**INFORMATION PROVIDED:**
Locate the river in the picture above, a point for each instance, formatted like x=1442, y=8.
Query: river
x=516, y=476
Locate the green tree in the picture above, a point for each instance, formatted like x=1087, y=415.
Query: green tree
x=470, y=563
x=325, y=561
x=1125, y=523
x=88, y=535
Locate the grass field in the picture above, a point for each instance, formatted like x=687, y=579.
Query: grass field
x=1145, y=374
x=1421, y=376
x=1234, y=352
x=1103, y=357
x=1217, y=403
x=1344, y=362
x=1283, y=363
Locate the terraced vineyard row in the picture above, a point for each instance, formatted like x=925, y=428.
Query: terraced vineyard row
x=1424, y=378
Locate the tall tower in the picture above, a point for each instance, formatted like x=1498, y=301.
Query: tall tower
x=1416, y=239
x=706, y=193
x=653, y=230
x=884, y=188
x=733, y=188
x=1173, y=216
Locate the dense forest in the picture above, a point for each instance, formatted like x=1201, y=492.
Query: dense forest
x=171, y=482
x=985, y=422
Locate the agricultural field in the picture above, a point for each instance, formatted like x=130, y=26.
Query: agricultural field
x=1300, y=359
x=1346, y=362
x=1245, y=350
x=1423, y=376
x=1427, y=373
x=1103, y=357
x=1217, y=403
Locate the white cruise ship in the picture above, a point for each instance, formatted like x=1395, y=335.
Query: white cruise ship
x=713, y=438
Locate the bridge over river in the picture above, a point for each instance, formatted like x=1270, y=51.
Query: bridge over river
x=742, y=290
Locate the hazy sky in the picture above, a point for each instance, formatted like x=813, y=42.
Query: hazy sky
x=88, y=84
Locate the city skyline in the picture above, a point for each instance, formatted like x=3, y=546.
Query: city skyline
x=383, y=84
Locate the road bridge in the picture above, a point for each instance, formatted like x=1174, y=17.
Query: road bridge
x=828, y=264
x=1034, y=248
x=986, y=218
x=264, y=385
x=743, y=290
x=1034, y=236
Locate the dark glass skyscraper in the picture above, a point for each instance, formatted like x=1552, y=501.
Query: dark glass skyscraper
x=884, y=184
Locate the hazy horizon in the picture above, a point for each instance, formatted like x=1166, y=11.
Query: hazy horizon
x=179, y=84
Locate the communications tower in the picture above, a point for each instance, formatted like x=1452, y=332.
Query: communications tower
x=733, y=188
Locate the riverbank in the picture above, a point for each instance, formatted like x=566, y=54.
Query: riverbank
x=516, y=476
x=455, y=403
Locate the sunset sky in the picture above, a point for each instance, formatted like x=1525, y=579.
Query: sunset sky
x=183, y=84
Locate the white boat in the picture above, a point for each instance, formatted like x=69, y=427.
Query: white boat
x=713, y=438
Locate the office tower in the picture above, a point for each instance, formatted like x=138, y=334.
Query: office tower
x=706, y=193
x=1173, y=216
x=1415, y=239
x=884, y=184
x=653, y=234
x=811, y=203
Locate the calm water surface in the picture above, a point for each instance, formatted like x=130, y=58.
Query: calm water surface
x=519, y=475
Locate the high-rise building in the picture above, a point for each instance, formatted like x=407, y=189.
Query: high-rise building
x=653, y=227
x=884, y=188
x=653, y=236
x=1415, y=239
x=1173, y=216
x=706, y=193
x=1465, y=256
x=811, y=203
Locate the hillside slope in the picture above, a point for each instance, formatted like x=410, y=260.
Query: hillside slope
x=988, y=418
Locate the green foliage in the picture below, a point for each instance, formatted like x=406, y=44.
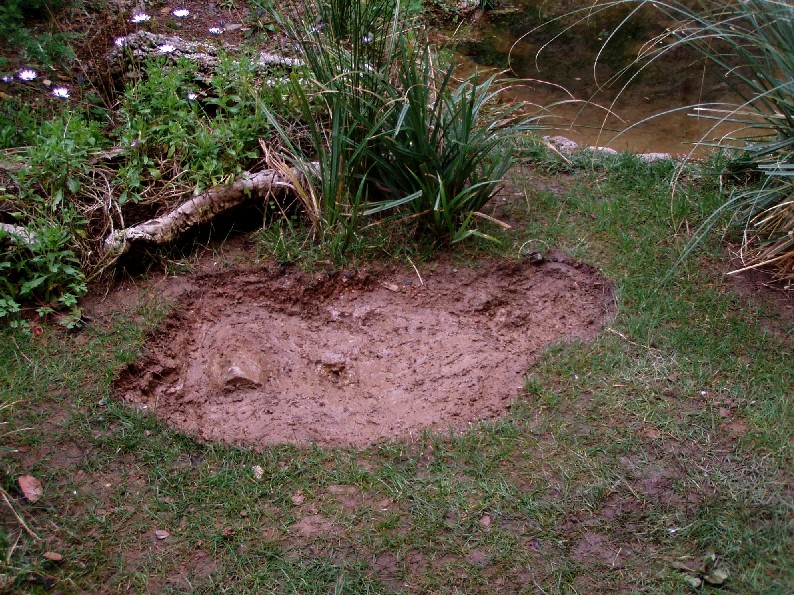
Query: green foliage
x=38, y=271
x=59, y=161
x=19, y=122
x=444, y=146
x=388, y=130
x=180, y=130
x=753, y=43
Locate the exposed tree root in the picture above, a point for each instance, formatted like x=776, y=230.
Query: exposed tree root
x=202, y=209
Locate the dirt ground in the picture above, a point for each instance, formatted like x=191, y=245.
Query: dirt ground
x=273, y=356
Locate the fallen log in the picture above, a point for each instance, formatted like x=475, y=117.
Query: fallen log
x=203, y=208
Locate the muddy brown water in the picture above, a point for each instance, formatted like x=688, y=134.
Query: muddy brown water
x=272, y=356
x=567, y=76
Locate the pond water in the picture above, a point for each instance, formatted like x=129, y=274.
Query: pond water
x=566, y=77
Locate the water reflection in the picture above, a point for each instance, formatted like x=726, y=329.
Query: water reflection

**TASK PROMPT:**
Format the material from the line containing "Locate the green foliage" up to and including the line containing "x=567, y=76" as a numbered list, omitting blank lines. Leave the pictures out of the list.

**ANSWER TO THE EXERCISE:**
1. Locate the green foliage in the picture below, a point for each instance, formatted like x=406, y=44.
2. Query: green foliage
3. x=38, y=271
4. x=59, y=161
5. x=19, y=122
6. x=444, y=146
7. x=388, y=130
8. x=180, y=130
9. x=753, y=43
10. Locate the exposed tree root in the picture above, a point for each instance, formatted like x=776, y=230.
11. Query: exposed tree root
12. x=202, y=209
13. Locate the dirt ground in the picture above, a point for each instance, formatted like x=191, y=245.
14. Query: dirt ground
15. x=273, y=356
16. Locate the fallen log in the picture above, a point for each instance, formatted like x=475, y=117.
17. Query: fallen log
18. x=203, y=208
19. Locate the muddy brown water in the picture above, a point for each instance, formatted like x=688, y=134.
20. Query: muddy brown water
21. x=272, y=356
22. x=567, y=76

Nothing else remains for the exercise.